■ **STORED DATA**
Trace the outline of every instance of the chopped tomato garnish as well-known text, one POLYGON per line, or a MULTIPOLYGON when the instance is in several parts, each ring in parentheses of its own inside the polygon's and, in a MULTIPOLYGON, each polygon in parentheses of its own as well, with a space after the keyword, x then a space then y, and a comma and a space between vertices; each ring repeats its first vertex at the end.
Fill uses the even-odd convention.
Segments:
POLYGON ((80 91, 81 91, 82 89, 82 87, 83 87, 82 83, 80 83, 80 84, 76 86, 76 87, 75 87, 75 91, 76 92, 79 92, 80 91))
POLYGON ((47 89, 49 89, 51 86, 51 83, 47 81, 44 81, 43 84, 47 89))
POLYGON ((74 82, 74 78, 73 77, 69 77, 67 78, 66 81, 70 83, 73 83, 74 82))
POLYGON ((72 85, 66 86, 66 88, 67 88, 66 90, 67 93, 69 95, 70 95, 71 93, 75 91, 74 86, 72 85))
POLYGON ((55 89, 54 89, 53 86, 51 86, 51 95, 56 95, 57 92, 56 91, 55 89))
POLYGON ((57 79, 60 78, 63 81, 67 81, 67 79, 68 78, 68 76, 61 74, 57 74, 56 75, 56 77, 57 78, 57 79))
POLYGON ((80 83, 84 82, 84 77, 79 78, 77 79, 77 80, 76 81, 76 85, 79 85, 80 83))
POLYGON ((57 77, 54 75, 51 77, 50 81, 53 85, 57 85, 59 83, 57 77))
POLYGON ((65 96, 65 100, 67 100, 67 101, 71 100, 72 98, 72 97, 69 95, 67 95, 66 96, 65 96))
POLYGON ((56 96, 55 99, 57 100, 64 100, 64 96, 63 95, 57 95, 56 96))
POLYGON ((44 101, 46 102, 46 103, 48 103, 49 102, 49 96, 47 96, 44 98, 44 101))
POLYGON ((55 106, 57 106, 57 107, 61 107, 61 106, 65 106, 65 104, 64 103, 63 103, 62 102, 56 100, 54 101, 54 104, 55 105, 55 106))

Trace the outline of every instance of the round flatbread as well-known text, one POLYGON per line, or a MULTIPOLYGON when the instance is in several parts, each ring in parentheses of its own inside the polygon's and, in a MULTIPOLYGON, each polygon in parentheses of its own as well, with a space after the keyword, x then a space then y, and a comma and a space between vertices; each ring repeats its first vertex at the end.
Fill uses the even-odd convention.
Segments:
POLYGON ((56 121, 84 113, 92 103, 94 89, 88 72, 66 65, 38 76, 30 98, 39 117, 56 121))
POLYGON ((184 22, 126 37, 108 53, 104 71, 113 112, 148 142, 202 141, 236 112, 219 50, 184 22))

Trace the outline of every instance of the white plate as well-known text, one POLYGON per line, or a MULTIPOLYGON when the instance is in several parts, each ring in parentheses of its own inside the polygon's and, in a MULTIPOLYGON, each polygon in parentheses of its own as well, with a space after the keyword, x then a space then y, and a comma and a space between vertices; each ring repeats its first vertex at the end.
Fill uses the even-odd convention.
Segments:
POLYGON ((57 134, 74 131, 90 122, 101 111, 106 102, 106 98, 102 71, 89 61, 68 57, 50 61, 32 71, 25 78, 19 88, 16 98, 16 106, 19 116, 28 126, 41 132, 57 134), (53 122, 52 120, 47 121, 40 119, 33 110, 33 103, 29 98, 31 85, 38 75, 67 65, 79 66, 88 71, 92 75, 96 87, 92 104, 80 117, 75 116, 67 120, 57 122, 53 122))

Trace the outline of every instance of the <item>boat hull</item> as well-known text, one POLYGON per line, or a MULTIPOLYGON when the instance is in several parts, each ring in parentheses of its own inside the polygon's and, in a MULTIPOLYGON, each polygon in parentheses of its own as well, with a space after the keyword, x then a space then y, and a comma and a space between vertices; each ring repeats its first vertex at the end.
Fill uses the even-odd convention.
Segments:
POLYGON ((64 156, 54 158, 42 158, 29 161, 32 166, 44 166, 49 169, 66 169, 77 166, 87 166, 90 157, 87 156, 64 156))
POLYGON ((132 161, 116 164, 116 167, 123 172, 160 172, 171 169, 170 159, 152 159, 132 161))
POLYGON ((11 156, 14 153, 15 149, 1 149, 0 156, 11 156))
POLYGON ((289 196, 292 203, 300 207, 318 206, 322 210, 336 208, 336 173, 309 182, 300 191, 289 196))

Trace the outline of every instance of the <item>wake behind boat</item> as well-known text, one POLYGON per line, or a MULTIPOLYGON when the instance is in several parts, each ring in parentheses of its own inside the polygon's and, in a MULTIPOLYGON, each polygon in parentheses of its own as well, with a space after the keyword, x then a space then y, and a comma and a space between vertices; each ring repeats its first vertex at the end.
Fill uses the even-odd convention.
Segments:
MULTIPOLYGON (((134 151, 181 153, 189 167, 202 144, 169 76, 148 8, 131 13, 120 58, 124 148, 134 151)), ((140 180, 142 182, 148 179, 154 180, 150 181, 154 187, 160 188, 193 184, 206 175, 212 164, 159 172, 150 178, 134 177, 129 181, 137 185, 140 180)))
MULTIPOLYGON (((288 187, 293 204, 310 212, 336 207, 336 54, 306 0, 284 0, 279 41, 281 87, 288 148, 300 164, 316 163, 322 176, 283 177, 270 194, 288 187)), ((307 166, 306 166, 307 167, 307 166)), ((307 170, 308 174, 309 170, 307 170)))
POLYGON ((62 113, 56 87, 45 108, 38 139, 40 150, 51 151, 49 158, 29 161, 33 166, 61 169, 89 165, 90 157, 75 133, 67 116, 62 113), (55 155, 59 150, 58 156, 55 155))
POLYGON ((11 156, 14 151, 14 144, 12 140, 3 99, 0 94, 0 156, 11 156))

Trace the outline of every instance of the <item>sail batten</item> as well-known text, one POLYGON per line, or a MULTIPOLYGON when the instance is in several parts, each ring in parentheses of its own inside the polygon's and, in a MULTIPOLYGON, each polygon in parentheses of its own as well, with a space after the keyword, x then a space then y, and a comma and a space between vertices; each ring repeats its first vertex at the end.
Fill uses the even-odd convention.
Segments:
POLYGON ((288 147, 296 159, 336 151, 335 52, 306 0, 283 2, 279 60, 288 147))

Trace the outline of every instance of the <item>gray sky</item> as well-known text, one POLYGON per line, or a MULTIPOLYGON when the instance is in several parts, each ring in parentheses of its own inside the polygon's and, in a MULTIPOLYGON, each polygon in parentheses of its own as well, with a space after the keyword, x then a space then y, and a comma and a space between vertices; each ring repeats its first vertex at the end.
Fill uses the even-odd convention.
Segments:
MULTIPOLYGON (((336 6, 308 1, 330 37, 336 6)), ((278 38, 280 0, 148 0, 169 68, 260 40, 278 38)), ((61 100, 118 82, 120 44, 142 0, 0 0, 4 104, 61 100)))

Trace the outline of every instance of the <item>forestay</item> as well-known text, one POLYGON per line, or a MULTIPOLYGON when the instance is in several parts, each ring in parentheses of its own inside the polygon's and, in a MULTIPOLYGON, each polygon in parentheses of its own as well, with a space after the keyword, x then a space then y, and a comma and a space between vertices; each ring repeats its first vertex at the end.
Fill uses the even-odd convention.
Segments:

■ **AIM**
Recast the stretch from the line containing "Trace the outline of every instance of the <item>sail" through the end of the records as a Markdown table with the columns Row and Entry. Give each line its own number and leave out blank lines.

■ **ANSWER TO THE PROBLEM**
| Row | Entry |
|---|---|
| 1 | Trace the outline of every instance of the <item>sail batten</item> as well-known text, one POLYGON per line, or a MULTIPOLYGON when the instance is in several parts, each ring in parentheses of its own inside the polygon's and, in a MULTIPOLYGON, each polygon in parentheses of its own as well, with a space after the keyword, x then a space then y, and a comma and a space between vertices; each ring repeats its first vertex at the end. |
| 2 | Fill uses the even-odd convention. |
| 3 | Segments: |
| 4 | POLYGON ((288 147, 296 159, 336 151, 335 52, 306 0, 283 2, 279 60, 288 147)) |
| 5 | Trace the outline of every instance of the <item>gray sky</item> as well-known text, one POLYGON per line, or a MULTIPOLYGON when the instance is in several parts, each ring in parentheses of its own inside the polygon's and, in a MULTIPOLYGON, each polygon in parentheses of its own as well, with a space after the keyword, x then a space then y, and a comma and a space between vertices; each ring repeats its first vertex at the end. |
| 6 | Fill uses the even-odd convention. |
| 7 | Segments: |
| 8 | MULTIPOLYGON (((336 6, 308 1, 330 37, 336 6)), ((278 38, 280 0, 148 0, 169 68, 260 40, 278 38)), ((61 100, 118 82, 120 44, 142 0, 0 0, 4 104, 61 100))) |
| 9 | Trace the outline of every instance of the <item>forestay</item> as well-known text, one POLYGON per line, or a MULTIPOLYGON when the instance is in several parts, each ring in parentheses of its own inside the polygon's and, in a MULTIPOLYGON, each polygon in parentheses of its own as well, with a space after the keyword, x then a space then y, and a comma and a space between vertices; each ring repeats its first vertex at the end. |
| 10 | Fill uses the even-odd convention. |
| 11 | Segments: |